• [ASSIGNMENT]
Where in the data below does the word "ottoman" appear? Copy every line that has it.

• [DATA TO PROCESS]

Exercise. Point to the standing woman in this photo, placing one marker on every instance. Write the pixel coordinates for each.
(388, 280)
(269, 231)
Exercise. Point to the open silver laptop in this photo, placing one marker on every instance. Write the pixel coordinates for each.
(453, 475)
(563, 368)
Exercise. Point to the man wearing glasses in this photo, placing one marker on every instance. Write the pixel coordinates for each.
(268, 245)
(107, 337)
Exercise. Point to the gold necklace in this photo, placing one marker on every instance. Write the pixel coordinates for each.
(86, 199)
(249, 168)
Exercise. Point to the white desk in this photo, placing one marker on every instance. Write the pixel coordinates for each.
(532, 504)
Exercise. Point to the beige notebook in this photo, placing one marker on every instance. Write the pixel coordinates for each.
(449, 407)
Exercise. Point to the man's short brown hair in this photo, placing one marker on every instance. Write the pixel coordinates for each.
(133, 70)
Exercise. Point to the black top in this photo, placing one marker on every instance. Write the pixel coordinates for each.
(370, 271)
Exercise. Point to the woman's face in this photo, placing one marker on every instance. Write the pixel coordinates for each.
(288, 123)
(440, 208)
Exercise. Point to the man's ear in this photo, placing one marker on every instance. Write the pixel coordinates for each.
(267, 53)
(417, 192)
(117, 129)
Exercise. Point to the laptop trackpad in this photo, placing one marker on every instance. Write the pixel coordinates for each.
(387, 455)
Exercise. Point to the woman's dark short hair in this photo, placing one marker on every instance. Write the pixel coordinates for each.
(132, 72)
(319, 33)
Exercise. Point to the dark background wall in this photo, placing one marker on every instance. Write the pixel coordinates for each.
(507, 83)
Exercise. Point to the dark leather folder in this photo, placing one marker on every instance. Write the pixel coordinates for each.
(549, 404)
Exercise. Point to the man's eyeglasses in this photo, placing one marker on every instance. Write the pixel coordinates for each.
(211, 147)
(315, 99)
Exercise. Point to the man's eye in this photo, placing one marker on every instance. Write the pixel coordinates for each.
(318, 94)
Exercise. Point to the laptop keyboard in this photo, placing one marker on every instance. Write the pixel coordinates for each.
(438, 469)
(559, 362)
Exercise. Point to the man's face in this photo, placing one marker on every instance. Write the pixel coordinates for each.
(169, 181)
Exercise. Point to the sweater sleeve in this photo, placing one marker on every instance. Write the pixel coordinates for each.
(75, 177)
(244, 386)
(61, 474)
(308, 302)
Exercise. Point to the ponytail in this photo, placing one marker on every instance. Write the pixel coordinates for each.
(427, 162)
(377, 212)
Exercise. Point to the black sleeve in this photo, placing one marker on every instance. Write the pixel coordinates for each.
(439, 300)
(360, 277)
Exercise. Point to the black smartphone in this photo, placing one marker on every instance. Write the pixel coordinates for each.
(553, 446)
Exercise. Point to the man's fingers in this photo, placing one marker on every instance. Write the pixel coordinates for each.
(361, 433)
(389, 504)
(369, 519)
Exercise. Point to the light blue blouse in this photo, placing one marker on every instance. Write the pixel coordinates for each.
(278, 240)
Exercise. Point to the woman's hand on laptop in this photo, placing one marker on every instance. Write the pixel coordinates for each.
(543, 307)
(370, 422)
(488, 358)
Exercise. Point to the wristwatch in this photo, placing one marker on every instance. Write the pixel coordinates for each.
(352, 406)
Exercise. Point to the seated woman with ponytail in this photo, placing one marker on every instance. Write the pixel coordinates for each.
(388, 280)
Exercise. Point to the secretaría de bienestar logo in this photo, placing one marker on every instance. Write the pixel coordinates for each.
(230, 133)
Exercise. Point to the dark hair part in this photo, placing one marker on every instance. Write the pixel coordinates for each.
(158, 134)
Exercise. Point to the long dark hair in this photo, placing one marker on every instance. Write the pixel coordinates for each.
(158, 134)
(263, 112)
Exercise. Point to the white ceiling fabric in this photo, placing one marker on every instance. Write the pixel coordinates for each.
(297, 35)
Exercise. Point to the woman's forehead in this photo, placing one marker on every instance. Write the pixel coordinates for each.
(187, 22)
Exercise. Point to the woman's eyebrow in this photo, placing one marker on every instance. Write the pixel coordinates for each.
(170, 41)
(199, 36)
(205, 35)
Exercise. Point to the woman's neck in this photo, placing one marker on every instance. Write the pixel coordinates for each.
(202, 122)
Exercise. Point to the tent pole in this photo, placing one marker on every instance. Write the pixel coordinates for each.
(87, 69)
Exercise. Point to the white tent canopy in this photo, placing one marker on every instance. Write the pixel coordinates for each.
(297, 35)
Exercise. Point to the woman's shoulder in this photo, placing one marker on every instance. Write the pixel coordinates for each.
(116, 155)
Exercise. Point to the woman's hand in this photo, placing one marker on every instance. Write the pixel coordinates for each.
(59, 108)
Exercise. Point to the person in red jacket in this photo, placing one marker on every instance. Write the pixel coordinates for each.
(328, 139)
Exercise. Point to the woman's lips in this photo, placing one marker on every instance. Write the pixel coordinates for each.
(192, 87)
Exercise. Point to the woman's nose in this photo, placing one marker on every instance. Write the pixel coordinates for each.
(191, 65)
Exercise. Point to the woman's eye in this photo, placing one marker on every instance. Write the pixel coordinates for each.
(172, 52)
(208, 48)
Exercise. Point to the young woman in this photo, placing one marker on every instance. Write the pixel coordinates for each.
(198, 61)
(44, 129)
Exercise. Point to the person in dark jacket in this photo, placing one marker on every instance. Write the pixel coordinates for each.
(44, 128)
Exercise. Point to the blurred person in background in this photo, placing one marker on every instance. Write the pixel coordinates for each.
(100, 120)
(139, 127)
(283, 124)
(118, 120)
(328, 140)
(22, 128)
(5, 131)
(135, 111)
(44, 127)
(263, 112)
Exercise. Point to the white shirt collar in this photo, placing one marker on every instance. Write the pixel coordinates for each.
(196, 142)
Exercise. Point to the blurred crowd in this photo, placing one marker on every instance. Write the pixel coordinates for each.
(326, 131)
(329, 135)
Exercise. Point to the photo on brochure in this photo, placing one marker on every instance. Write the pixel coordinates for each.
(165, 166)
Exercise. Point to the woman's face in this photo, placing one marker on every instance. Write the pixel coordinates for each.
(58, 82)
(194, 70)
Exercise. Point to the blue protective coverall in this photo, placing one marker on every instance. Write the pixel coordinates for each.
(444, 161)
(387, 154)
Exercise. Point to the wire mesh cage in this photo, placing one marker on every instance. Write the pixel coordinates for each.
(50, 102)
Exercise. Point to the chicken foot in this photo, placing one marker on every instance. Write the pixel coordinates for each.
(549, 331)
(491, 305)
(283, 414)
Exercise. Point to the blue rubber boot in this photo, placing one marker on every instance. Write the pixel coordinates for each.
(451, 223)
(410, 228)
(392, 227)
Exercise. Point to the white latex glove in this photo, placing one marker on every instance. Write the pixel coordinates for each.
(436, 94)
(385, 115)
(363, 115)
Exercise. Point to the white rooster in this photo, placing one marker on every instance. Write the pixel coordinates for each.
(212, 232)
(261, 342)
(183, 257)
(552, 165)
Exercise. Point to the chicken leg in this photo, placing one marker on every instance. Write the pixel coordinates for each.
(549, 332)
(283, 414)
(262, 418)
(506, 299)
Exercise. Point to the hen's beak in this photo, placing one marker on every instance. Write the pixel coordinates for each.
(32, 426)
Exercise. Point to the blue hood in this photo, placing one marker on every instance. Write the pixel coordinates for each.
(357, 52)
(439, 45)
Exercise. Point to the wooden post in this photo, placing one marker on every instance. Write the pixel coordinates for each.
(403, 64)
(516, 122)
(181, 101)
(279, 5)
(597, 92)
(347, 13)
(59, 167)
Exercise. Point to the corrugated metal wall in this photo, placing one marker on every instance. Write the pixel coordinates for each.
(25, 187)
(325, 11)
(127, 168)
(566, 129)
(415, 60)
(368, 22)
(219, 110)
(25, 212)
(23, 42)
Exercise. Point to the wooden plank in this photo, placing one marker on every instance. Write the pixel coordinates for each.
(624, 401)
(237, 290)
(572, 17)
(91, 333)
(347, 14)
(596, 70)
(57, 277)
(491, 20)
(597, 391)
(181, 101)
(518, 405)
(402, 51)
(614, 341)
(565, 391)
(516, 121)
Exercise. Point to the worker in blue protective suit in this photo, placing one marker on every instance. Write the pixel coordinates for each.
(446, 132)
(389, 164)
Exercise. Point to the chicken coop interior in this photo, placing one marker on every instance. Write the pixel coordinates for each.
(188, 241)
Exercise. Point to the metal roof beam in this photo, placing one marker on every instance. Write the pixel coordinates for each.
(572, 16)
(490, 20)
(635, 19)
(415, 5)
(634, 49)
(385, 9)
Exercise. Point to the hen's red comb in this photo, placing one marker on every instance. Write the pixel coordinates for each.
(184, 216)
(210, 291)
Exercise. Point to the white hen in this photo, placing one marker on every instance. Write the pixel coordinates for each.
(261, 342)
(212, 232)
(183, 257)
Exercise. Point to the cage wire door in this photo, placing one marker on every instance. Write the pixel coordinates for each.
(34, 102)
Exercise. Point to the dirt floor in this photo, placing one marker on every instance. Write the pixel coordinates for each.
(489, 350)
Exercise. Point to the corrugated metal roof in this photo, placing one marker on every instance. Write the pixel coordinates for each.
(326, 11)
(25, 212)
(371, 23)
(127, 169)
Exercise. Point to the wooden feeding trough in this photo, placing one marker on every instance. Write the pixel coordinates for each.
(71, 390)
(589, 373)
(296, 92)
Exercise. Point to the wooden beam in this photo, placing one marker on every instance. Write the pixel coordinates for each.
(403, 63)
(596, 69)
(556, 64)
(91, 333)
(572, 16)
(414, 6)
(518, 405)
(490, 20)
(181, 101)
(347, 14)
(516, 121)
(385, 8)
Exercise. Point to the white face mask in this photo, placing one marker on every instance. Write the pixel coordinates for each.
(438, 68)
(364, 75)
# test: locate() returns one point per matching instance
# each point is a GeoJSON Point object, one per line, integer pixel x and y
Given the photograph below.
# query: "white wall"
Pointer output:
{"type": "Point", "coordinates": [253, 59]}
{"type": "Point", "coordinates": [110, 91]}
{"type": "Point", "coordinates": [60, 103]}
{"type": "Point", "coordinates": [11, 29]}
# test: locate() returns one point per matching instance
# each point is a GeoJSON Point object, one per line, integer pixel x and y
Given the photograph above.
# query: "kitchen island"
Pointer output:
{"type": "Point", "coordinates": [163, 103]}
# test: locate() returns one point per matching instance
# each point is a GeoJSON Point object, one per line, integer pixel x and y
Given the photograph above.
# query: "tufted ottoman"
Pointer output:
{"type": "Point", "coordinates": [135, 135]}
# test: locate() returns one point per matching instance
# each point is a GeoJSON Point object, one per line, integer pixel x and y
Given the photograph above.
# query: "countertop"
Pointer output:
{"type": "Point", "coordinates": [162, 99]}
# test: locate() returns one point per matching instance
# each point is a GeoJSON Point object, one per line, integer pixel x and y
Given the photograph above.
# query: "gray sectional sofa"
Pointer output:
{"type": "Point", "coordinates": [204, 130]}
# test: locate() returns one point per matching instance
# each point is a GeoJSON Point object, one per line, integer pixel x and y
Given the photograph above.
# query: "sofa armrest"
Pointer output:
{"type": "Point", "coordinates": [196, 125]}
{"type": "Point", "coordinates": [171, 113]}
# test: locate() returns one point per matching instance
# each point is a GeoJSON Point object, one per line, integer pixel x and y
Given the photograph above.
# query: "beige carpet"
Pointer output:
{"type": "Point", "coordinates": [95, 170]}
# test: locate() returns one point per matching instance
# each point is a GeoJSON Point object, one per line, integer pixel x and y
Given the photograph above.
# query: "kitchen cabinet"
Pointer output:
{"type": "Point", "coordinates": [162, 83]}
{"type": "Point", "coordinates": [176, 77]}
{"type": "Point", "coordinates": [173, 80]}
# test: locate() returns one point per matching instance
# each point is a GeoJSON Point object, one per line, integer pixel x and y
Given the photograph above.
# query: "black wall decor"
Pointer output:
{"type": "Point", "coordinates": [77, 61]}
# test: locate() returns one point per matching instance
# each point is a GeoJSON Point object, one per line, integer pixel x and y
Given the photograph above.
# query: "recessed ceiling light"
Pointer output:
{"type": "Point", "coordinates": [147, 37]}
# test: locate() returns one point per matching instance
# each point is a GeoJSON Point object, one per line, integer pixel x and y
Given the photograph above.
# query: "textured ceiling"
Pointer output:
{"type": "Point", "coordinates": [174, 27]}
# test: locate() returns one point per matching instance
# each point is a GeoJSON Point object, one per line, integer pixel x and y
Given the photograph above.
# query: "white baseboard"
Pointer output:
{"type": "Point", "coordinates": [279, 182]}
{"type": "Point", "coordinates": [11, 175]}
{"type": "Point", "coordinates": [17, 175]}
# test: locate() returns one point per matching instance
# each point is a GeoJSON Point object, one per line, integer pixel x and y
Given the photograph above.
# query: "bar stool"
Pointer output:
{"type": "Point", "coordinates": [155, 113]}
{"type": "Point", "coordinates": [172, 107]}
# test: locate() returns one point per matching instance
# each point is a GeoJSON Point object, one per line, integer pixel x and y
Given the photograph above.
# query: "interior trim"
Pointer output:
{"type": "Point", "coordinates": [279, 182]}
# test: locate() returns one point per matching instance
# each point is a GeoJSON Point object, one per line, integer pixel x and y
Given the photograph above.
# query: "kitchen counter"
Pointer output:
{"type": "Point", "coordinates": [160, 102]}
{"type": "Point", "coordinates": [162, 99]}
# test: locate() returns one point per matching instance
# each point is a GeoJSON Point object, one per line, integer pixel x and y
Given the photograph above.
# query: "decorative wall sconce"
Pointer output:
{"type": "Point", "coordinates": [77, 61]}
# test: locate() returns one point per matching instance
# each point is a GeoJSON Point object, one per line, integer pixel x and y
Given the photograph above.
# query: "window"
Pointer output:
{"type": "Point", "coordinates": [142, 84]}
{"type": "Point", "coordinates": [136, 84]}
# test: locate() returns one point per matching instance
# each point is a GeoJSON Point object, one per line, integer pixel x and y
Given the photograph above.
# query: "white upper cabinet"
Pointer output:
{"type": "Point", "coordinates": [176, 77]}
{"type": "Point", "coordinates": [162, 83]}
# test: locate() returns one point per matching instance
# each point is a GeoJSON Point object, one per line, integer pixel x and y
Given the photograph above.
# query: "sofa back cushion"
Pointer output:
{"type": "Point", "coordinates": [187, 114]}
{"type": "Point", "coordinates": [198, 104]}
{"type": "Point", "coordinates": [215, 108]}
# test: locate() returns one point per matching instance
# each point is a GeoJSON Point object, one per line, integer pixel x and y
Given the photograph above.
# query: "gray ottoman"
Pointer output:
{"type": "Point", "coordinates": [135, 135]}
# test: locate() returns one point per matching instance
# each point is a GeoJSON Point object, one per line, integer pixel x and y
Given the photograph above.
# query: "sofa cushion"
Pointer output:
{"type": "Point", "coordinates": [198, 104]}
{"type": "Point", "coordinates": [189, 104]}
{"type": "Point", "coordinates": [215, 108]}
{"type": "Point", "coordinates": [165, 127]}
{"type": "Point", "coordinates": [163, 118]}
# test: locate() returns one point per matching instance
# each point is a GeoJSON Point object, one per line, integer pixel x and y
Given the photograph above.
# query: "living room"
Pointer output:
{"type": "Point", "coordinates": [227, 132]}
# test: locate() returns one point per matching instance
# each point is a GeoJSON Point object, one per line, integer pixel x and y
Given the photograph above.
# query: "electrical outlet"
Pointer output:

• [REPLY]
# query: "tufted ottoman"
# query: "gray ottoman"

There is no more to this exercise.